### The exercise:
Extract precisely the lines that run from the line containing "In the photo above, where can the paving" to the end of the records below, with both ends included and pictures omitted.

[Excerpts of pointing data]
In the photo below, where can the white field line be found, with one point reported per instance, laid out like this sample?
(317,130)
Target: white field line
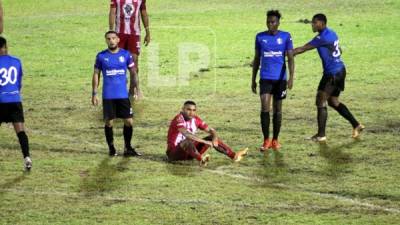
(219,171)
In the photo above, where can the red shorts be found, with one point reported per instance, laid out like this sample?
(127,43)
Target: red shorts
(178,153)
(130,42)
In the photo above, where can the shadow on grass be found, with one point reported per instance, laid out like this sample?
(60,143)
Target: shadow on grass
(106,177)
(11,183)
(274,169)
(338,161)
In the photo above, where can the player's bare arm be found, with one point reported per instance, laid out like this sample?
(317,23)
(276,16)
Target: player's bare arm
(111,18)
(214,136)
(145,19)
(134,89)
(256,66)
(193,137)
(95,85)
(302,49)
(290,57)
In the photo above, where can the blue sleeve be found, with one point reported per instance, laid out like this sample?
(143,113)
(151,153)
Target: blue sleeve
(257,44)
(97,64)
(289,43)
(129,60)
(317,41)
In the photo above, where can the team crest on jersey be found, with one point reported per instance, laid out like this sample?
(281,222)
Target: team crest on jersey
(128,9)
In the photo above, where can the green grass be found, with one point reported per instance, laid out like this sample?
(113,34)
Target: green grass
(74,182)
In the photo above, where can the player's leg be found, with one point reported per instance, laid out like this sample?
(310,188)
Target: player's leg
(16,113)
(189,147)
(265,119)
(322,116)
(109,115)
(276,121)
(24,143)
(342,109)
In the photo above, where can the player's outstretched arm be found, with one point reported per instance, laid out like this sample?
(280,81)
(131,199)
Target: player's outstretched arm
(302,49)
(145,19)
(111,18)
(290,57)
(256,66)
(193,137)
(95,85)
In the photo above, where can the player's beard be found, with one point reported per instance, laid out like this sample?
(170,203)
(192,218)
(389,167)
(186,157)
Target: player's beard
(112,48)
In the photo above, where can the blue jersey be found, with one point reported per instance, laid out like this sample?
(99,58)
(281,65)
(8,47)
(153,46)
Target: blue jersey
(327,44)
(272,49)
(10,79)
(114,66)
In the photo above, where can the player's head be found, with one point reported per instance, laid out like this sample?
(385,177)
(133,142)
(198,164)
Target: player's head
(273,18)
(189,109)
(3,46)
(318,22)
(112,39)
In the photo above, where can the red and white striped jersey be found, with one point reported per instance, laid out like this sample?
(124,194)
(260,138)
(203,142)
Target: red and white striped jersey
(127,20)
(175,137)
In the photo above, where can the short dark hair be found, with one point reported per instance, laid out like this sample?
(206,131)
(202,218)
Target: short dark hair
(274,13)
(320,17)
(3,42)
(189,102)
(110,32)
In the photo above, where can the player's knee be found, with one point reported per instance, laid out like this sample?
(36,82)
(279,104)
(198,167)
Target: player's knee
(128,122)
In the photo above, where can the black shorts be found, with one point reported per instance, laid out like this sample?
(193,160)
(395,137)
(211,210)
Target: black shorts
(117,108)
(11,112)
(333,84)
(277,88)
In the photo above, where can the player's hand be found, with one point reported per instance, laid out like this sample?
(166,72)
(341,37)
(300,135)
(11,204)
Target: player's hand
(290,84)
(215,143)
(146,39)
(254,87)
(95,100)
(137,94)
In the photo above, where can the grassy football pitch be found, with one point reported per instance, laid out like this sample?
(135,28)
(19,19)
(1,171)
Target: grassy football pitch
(73,181)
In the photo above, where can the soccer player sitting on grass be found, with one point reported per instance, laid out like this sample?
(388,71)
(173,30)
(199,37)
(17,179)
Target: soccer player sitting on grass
(183,144)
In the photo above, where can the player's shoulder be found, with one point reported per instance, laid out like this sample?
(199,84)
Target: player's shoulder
(284,33)
(102,53)
(261,34)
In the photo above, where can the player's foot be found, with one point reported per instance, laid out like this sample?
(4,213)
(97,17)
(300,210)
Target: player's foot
(204,160)
(131,152)
(112,151)
(28,163)
(266,145)
(317,138)
(275,145)
(240,154)
(357,131)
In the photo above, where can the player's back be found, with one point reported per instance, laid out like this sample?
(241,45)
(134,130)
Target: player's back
(329,51)
(10,79)
(272,49)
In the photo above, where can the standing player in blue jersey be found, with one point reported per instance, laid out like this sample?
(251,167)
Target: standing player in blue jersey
(10,98)
(333,79)
(113,63)
(271,47)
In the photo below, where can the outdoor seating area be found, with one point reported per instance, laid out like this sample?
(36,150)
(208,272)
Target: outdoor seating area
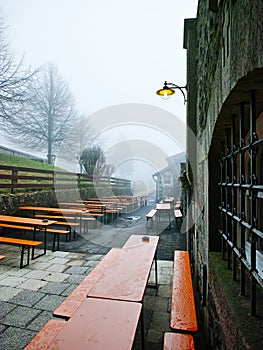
(64,220)
(112,295)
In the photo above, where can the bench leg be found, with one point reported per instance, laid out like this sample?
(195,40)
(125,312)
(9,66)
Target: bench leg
(22,256)
(55,237)
(54,242)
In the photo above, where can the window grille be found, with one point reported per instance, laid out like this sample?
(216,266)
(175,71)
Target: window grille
(241,188)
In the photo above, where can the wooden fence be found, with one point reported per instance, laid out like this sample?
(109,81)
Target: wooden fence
(17,178)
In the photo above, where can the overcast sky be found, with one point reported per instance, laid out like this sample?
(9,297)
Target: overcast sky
(110,52)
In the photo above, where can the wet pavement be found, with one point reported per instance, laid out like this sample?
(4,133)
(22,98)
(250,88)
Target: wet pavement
(29,295)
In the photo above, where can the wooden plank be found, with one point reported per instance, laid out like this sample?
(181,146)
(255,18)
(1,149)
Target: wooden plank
(46,335)
(73,301)
(19,242)
(100,324)
(176,341)
(183,313)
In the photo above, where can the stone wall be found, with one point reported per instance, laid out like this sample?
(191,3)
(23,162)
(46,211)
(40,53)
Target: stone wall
(228,48)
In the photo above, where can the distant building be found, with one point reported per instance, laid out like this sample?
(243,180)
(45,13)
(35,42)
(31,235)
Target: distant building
(168,179)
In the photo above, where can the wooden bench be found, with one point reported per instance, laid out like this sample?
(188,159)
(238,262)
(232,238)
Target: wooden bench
(64,221)
(46,335)
(56,232)
(72,302)
(23,244)
(150,216)
(183,313)
(177,341)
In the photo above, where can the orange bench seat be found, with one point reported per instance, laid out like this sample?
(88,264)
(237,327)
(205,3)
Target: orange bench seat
(177,341)
(24,244)
(183,312)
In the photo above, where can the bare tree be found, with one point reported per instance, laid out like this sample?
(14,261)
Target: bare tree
(14,81)
(94,162)
(49,115)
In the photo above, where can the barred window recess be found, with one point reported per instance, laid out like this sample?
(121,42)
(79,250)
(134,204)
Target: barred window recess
(241,189)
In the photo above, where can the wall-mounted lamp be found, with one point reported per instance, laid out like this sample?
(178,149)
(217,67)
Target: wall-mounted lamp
(169,89)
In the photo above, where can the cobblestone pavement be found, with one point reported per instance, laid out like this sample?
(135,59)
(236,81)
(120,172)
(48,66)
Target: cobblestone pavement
(29,295)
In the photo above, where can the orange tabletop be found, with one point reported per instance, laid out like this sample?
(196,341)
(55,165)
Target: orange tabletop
(100,324)
(25,221)
(54,210)
(29,222)
(126,277)
(183,302)
(135,240)
(163,207)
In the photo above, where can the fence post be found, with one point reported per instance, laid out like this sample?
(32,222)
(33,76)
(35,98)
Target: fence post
(14,179)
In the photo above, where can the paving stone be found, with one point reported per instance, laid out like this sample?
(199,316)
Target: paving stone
(21,316)
(56,268)
(49,302)
(17,272)
(41,265)
(36,274)
(7,293)
(27,298)
(59,260)
(97,257)
(76,262)
(40,320)
(15,338)
(5,308)
(32,284)
(54,288)
(56,277)
(77,256)
(77,270)
(12,281)
(92,263)
(160,320)
(2,329)
(60,254)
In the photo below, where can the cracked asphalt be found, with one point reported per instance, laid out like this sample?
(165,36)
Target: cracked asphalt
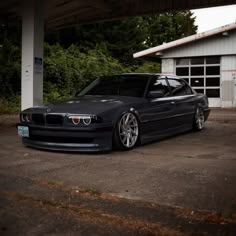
(183,185)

### Result of the exercise:
In the photo above, where can the paving stone be found, with one point reported per instance, laid out like this sample?
(199,316)
Target: paving stone
(21,316)
(56,268)
(49,302)
(17,272)
(41,265)
(36,274)
(7,293)
(27,298)
(59,260)
(97,257)
(76,262)
(40,320)
(15,338)
(5,308)
(32,284)
(54,288)
(56,277)
(77,256)
(77,270)
(12,281)
(92,263)
(160,320)
(2,329)
(60,254)
In the photo below, where can the cracked asphalt be found, with one point reported per instance, laid out like this sample?
(165,36)
Target: cracked asphalt
(183,185)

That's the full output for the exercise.